• _PROBLEM_
Copy all of the data below line for line, keeping every character the same.

• _RECORD EXCERPTS_

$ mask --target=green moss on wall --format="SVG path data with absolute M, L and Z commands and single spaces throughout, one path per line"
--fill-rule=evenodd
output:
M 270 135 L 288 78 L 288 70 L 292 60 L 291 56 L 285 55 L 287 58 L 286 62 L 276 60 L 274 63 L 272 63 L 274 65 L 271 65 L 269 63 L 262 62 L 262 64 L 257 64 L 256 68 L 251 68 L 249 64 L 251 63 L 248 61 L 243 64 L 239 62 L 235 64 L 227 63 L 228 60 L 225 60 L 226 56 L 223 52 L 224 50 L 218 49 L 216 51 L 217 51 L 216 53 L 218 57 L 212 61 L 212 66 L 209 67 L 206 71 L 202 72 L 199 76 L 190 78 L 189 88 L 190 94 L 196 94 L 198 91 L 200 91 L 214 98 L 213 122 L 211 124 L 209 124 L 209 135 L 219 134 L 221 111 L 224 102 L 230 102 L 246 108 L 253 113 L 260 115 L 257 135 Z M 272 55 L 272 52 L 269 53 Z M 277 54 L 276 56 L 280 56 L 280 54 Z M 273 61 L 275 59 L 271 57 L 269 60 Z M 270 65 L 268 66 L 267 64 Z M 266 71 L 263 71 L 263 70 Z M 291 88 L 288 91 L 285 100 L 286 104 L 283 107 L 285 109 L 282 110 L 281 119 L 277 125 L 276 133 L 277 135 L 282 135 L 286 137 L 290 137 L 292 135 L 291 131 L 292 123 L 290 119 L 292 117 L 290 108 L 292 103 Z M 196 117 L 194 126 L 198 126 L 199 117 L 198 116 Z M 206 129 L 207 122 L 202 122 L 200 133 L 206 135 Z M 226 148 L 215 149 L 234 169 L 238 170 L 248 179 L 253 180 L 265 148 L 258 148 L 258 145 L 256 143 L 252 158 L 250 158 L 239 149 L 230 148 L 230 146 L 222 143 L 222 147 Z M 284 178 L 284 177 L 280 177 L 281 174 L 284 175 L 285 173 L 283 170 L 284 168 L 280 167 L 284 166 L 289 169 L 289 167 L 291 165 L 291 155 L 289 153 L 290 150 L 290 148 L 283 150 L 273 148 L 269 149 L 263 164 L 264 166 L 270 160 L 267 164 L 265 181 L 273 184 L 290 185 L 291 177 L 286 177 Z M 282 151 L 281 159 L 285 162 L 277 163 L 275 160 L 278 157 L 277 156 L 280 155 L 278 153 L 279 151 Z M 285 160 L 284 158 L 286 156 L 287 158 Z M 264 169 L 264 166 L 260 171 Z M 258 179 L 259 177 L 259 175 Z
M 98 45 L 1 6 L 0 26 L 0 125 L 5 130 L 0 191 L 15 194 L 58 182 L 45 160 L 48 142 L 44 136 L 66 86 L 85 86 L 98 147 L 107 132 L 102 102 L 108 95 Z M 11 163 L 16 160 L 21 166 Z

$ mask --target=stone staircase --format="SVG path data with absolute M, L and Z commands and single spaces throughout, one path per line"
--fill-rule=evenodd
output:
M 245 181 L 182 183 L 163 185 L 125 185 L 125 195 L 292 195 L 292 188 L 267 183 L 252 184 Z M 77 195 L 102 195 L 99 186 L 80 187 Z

• _FINAL ANSWER_
$ mask --target=green moss on wall --format="SVG path data with absolute M, L and Z commands and single spaces throughout, one path per line"
--fill-rule=evenodd
output:
M 270 135 L 288 78 L 288 70 L 292 60 L 291 56 L 285 55 L 287 58 L 286 62 L 276 60 L 274 63 L 272 63 L 274 65 L 271 65 L 269 63 L 262 62 L 262 64 L 257 64 L 256 68 L 251 68 L 249 64 L 251 63 L 248 61 L 243 64 L 239 62 L 235 64 L 227 63 L 228 60 L 225 60 L 226 56 L 223 52 L 224 50 L 218 49 L 216 51 L 217 51 L 216 53 L 218 57 L 212 61 L 212 66 L 209 67 L 206 71 L 202 72 L 199 76 L 190 78 L 189 88 L 190 94 L 196 94 L 198 91 L 200 91 L 214 98 L 213 122 L 211 124 L 209 124 L 209 135 L 219 134 L 221 111 L 224 102 L 230 102 L 246 108 L 253 113 L 260 115 L 257 135 Z M 272 55 L 272 52 L 269 53 Z M 277 54 L 276 56 L 280 56 L 280 54 Z M 273 61 L 275 59 L 271 57 L 269 60 Z M 270 65 L 268 66 L 267 64 Z M 266 71 L 263 71 L 263 70 Z M 291 88 L 288 91 L 285 100 L 286 104 L 283 107 L 285 109 L 282 110 L 281 119 L 277 125 L 276 133 L 277 135 L 282 135 L 286 137 L 290 137 L 292 135 L 291 131 L 292 123 L 290 119 L 292 117 L 290 108 L 292 103 Z M 196 117 L 194 126 L 198 126 L 199 117 L 198 116 Z M 206 129 L 207 122 L 202 122 L 200 133 L 206 135 Z M 226 148 L 215 149 L 234 169 L 238 170 L 248 179 L 253 180 L 265 148 L 258 148 L 258 145 L 256 143 L 252 158 L 250 158 L 239 149 L 230 148 L 230 146 L 222 143 L 222 147 Z M 284 178 L 284 177 L 280 177 L 281 174 L 284 175 L 285 173 L 283 170 L 284 168 L 280 167 L 284 166 L 289 169 L 289 167 L 291 165 L 291 155 L 289 153 L 290 150 L 290 148 L 283 150 L 273 148 L 269 149 L 263 164 L 264 166 L 270 160 L 267 164 L 265 181 L 273 184 L 290 185 L 291 177 L 286 177 Z M 282 151 L 281 159 L 285 162 L 277 163 L 275 160 L 278 157 L 277 156 L 280 155 L 278 153 L 279 151 Z M 285 160 L 284 158 L 286 156 L 287 158 Z M 264 169 L 264 166 L 260 171 Z M 258 179 L 259 177 L 259 175 Z
M 98 45 L 1 6 L 0 26 L 0 125 L 5 130 L 0 191 L 15 194 L 58 182 L 45 160 L 48 142 L 44 136 L 66 86 L 85 86 L 98 147 L 107 132 L 102 102 L 108 95 Z M 11 163 L 16 160 L 21 166 Z

$ mask --target=stone staircase --format="SVG path data with absolute M, L and Z commands and single spaces throughout, one path per line"
--fill-rule=evenodd
output:
M 245 181 L 182 183 L 163 185 L 125 185 L 125 195 L 292 195 L 292 188 L 267 183 L 252 184 Z M 77 195 L 102 195 L 99 186 L 80 187 Z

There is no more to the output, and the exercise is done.